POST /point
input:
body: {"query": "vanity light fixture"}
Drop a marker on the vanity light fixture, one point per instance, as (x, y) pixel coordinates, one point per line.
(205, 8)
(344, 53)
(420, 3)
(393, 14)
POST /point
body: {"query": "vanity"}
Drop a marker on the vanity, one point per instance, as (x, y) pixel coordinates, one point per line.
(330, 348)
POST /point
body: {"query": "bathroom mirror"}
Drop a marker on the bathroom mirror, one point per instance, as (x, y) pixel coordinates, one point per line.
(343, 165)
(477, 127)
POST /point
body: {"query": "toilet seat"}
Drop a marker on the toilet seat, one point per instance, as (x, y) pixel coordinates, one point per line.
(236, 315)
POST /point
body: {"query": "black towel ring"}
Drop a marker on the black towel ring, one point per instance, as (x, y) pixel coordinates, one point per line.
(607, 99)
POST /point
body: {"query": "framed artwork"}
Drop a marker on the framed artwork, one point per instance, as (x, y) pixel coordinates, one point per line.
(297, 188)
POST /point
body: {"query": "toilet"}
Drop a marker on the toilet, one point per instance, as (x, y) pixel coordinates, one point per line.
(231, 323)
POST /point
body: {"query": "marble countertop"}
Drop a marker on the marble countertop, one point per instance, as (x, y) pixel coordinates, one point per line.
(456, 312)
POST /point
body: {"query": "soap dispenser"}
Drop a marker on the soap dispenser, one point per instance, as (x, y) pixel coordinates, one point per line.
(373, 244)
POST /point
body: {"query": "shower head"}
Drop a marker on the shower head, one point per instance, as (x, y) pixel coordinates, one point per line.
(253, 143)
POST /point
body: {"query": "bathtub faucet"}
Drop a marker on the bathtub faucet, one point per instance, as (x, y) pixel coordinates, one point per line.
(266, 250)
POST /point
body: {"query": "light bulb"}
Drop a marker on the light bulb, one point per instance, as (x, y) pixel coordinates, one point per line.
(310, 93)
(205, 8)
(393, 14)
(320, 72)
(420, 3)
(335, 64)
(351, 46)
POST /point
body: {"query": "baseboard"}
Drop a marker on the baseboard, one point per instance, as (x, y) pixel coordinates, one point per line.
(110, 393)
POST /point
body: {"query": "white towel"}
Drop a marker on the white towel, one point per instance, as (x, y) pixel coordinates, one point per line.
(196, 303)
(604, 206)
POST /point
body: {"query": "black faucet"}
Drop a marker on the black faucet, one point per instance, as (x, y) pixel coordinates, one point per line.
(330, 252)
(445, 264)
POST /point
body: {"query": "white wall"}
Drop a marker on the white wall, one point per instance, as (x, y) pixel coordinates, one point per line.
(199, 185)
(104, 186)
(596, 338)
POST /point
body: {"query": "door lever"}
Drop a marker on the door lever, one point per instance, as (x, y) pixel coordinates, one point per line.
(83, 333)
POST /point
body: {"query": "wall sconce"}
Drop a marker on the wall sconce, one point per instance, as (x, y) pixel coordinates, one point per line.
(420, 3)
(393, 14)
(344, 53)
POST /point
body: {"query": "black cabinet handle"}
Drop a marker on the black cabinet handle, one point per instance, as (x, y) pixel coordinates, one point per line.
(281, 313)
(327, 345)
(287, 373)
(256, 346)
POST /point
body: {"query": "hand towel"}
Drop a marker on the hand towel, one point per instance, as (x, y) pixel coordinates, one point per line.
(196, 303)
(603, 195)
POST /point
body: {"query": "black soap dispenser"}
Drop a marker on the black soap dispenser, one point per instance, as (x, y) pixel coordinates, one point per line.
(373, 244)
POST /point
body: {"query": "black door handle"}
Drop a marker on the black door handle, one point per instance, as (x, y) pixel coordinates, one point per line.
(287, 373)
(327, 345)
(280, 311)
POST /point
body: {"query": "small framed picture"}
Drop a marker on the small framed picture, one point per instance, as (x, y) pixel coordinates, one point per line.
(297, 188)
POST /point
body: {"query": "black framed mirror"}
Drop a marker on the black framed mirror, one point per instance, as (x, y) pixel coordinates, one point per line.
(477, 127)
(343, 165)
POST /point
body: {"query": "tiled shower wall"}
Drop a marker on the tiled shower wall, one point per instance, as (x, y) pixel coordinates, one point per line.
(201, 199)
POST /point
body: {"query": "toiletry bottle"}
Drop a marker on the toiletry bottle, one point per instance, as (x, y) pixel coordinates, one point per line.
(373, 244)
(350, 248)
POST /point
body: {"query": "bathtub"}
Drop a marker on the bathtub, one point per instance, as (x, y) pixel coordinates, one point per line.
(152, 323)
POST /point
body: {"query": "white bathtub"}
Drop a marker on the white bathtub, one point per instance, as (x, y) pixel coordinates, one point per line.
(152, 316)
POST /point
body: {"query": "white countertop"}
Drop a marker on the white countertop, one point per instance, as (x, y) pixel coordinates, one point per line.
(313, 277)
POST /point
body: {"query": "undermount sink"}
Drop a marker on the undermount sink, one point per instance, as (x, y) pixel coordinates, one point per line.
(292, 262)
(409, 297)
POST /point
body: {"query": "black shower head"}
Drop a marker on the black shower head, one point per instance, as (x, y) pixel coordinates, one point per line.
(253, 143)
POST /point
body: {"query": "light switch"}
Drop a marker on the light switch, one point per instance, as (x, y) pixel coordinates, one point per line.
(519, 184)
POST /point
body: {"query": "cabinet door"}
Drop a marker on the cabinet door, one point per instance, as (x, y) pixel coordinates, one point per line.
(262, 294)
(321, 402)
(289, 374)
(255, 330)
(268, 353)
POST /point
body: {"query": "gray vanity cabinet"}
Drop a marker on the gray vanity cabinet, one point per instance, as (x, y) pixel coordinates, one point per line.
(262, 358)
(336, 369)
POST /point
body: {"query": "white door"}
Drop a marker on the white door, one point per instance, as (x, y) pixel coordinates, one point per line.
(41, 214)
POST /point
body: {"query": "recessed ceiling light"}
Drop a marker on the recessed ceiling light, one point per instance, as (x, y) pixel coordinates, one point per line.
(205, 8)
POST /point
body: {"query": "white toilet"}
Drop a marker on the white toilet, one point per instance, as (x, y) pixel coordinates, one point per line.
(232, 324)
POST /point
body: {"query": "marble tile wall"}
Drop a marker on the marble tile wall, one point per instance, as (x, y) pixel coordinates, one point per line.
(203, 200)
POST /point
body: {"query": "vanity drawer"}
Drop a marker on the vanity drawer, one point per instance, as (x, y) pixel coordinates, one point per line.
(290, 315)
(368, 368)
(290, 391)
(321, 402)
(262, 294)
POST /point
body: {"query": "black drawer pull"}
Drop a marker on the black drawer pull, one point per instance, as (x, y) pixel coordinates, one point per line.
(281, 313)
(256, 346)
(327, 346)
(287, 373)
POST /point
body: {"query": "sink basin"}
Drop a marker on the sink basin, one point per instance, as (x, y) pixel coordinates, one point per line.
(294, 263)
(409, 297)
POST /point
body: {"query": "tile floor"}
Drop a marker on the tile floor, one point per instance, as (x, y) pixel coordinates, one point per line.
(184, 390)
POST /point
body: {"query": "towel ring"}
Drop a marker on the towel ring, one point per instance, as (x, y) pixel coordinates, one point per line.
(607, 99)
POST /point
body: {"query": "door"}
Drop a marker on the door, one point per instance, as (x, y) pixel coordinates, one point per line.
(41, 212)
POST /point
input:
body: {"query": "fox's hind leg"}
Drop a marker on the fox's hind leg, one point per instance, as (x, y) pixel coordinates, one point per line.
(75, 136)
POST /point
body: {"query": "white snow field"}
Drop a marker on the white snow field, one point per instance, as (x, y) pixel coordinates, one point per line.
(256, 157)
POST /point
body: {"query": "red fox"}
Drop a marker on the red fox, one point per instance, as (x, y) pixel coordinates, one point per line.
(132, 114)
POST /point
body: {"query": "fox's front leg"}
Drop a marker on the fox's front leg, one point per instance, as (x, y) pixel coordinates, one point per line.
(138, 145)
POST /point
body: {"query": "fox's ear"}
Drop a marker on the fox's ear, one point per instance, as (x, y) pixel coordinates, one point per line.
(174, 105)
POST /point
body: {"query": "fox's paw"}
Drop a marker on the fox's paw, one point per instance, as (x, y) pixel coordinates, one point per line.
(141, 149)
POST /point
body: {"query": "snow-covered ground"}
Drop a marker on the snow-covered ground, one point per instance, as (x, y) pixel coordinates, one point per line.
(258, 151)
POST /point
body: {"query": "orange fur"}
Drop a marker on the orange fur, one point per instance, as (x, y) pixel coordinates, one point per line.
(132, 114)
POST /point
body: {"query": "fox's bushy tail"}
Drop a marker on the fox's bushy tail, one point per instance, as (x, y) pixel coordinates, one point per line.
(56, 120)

____

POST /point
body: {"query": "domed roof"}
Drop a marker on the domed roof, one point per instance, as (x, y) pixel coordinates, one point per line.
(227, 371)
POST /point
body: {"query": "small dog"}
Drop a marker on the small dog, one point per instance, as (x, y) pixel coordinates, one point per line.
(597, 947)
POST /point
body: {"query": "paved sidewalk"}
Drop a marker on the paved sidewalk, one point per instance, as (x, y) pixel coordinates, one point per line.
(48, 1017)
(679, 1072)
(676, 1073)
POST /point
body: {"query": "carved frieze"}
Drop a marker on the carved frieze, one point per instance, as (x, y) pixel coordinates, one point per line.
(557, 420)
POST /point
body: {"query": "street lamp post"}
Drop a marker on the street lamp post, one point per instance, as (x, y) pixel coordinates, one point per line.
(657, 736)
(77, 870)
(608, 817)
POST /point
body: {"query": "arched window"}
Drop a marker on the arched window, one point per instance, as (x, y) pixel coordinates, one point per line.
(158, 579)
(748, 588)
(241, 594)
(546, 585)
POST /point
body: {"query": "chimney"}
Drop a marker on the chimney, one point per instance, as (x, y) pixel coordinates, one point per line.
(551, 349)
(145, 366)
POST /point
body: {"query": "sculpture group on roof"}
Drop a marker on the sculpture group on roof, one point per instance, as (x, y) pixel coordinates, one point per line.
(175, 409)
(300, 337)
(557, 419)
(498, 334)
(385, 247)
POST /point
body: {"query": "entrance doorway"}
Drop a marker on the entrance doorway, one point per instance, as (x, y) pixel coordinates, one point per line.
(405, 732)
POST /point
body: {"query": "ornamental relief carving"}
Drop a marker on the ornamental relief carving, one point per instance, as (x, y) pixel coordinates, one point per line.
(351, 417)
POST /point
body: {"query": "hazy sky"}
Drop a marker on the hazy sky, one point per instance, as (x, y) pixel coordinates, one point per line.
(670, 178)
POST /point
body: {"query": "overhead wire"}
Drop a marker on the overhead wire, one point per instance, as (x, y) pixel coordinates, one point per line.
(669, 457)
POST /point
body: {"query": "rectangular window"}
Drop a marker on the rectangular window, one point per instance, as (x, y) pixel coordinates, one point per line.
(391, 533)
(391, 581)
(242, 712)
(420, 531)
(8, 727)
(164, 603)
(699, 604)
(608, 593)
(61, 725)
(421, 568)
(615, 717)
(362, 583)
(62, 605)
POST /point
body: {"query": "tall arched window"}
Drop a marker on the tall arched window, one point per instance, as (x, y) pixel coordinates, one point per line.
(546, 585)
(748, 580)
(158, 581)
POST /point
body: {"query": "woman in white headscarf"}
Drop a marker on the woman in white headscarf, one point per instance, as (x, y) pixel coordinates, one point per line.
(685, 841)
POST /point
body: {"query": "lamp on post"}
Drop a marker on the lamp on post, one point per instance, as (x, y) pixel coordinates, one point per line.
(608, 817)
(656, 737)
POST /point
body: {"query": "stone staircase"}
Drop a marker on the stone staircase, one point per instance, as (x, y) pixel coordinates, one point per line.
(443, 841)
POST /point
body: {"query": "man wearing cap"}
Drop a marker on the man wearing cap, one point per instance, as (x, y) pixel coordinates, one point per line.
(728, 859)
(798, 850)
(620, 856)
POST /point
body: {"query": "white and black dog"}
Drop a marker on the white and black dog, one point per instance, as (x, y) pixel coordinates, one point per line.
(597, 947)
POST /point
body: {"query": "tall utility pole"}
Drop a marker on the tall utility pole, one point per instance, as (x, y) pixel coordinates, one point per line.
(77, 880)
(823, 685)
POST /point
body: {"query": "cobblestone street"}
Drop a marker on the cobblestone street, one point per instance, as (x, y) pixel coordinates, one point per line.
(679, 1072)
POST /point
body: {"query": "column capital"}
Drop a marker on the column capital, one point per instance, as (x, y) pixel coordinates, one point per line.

____

> **Exercise description**
State how many lines in the items above contain the string "seat", counting only matches with the same case. Give the number alone.

> **Correct response**
2